TASK DETAILS:
Rewrite the lines starting at the line that contains "locate the folded" and ending at the line that contains "1165 659 1187 754", replacing "Our team" with "The group" and leaving everything else unchanged.

PROVIDED MATERIAL:
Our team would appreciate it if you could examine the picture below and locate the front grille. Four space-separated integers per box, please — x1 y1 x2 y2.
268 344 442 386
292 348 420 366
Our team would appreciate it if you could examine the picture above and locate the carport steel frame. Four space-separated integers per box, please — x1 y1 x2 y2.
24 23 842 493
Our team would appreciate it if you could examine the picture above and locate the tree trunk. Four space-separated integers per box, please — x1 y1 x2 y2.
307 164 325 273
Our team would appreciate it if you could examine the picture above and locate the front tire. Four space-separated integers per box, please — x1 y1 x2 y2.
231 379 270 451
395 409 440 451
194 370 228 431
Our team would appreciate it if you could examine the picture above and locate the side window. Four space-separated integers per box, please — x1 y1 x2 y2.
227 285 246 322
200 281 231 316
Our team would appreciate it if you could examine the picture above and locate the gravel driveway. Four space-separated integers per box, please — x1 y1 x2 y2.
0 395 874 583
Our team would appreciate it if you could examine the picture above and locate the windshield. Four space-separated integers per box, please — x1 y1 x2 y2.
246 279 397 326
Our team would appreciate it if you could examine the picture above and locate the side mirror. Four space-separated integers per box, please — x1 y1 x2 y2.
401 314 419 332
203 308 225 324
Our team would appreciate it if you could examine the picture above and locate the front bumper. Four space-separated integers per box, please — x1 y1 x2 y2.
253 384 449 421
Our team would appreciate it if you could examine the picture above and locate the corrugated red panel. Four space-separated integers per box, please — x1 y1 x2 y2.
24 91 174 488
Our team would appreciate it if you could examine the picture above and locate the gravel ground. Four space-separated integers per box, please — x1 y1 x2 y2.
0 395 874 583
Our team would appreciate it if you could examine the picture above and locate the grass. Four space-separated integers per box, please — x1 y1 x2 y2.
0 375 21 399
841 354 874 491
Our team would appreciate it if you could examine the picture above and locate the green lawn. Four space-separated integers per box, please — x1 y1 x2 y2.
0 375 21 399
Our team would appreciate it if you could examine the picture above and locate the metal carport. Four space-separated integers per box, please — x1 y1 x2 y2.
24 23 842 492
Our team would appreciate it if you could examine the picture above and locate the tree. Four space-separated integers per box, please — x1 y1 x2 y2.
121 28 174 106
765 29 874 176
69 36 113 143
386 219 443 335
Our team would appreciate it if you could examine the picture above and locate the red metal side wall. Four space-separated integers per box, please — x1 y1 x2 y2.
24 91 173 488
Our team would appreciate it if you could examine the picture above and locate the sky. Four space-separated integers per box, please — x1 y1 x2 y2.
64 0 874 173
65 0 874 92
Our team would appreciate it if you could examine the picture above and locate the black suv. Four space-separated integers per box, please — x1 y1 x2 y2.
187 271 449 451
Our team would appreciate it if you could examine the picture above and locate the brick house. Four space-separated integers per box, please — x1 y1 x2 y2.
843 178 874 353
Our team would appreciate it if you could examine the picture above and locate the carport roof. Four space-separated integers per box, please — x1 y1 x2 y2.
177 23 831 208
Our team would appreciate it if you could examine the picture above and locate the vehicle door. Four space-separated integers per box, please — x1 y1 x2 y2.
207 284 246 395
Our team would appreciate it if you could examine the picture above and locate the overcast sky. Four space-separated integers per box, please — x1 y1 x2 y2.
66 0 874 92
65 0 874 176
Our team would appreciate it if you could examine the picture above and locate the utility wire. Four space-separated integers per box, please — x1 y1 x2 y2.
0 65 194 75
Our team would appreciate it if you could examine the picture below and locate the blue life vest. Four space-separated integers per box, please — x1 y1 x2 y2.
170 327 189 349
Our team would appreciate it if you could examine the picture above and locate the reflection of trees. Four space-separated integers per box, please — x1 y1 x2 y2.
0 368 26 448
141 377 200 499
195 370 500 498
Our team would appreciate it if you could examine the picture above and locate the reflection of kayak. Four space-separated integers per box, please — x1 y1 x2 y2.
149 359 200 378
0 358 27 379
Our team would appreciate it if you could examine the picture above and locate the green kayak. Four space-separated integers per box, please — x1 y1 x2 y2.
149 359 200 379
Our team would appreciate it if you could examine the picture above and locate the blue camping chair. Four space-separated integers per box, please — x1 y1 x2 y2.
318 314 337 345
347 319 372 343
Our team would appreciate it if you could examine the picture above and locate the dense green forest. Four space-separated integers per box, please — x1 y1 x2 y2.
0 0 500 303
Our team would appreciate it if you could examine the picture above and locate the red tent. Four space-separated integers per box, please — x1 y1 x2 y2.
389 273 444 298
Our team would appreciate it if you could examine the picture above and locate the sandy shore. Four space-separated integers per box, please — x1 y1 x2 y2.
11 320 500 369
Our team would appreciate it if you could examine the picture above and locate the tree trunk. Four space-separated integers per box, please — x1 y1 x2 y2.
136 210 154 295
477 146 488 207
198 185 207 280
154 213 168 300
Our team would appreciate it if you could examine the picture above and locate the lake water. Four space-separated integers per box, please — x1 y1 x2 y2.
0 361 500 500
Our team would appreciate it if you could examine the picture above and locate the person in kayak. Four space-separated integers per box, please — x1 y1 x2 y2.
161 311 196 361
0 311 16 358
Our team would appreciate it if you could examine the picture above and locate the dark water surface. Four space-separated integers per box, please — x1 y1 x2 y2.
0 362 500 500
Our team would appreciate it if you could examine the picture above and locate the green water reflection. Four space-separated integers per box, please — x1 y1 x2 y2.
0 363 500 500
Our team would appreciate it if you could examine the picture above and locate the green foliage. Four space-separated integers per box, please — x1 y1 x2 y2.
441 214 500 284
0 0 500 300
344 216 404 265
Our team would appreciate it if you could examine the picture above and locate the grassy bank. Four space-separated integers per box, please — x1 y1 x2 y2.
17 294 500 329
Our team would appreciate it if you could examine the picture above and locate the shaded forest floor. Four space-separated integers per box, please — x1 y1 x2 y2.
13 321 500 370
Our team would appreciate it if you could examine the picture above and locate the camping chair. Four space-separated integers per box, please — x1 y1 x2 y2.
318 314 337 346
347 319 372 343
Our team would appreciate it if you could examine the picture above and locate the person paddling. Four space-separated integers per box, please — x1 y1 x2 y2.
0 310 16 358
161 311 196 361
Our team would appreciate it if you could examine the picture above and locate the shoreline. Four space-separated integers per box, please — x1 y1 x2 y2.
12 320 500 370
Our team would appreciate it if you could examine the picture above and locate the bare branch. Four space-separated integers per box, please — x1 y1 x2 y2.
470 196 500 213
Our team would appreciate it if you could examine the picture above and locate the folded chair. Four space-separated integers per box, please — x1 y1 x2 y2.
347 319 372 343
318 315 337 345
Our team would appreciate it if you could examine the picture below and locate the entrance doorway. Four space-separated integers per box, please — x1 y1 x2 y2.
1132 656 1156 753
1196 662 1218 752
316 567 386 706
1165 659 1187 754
...
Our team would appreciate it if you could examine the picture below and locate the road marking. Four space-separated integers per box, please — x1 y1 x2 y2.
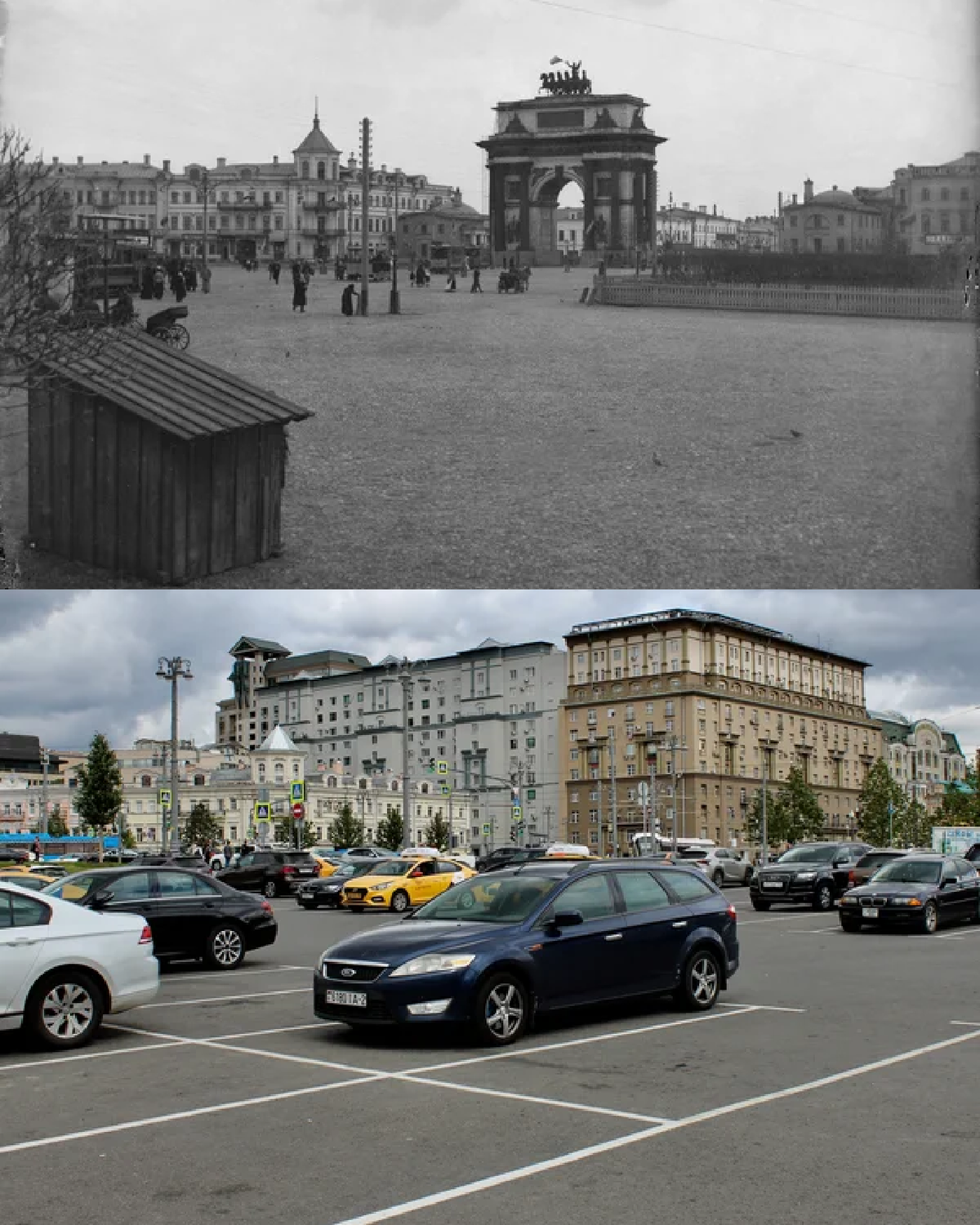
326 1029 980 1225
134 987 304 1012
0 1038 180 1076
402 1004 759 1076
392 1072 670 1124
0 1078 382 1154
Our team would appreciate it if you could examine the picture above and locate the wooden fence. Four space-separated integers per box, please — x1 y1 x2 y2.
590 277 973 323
...
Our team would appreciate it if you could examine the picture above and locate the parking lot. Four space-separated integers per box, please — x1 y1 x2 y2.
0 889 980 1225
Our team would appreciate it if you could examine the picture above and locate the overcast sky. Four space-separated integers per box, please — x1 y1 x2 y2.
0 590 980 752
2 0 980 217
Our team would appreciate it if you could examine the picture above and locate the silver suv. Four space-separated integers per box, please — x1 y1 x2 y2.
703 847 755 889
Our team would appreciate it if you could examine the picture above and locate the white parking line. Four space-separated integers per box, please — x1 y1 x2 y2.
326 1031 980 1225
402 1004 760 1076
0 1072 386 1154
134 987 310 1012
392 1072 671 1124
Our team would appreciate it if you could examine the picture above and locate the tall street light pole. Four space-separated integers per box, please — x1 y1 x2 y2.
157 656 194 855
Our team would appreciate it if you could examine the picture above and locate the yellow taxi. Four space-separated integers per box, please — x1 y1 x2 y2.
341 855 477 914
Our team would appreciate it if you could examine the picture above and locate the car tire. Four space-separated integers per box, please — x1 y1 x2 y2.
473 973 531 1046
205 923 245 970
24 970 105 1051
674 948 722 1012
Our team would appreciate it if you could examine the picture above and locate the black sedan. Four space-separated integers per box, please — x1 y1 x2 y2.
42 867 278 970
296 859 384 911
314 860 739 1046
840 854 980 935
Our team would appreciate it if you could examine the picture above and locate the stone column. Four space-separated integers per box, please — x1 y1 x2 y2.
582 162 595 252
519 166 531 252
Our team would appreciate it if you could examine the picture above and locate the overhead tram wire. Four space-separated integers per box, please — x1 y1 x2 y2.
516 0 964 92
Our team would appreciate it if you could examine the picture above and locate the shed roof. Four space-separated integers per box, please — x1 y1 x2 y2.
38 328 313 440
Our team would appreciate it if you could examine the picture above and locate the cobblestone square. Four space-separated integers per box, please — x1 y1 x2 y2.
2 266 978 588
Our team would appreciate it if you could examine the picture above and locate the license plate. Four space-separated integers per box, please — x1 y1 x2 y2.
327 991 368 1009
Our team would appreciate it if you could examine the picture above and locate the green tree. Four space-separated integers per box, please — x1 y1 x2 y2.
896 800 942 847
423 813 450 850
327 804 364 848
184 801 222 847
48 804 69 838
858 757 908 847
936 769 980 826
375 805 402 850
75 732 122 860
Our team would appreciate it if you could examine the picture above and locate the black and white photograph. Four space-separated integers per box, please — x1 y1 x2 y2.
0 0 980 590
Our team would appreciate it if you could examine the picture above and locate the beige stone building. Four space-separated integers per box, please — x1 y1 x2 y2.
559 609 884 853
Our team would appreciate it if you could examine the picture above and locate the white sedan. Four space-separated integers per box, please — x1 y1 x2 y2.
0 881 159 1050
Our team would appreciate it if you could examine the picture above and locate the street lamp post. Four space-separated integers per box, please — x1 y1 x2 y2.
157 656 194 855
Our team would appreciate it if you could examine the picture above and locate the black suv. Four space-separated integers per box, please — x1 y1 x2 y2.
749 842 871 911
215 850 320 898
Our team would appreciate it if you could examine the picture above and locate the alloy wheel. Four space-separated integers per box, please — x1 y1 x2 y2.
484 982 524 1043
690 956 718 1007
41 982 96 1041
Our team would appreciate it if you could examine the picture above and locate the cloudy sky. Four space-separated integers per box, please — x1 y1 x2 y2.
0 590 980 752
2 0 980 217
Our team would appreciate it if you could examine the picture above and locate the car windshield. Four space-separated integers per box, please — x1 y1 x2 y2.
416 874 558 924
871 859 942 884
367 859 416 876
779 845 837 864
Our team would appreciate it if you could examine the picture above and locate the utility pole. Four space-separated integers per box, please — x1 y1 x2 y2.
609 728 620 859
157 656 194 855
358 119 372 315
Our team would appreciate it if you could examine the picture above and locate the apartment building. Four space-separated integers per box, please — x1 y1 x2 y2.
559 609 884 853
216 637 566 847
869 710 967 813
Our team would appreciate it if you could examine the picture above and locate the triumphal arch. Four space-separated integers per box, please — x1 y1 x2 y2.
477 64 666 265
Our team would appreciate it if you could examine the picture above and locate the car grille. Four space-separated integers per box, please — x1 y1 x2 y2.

WORKED ANSWER:
The group would appreciate it if you could examine the picture above and locate the folded chair. Four space-separated integers per box, please — x1 y1 x2 y2.
347 319 372 343
318 315 337 345
The group would appreciate it if you could examine the picture below and locate the entrance doorway. Four space-separated integers per box, please — x1 y1 x2 y2.
1132 656 1156 753
1196 662 1218 752
316 567 386 706
1165 659 1187 754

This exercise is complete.